# start of WORKING DATA
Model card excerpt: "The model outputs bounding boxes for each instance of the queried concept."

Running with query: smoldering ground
# end of WORKING DATA
# start of WORKING DATA
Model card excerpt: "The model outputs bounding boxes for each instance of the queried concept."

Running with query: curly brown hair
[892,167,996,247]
# end of WORKING DATA
### THE PROBLEM
Identify each line in the records that contains the word "query" with the same capitalization, and copy every such line in full.

### ANSWER TO THIS PROBLEM
Running with query: smoldering ground
Running with query: curly brown hair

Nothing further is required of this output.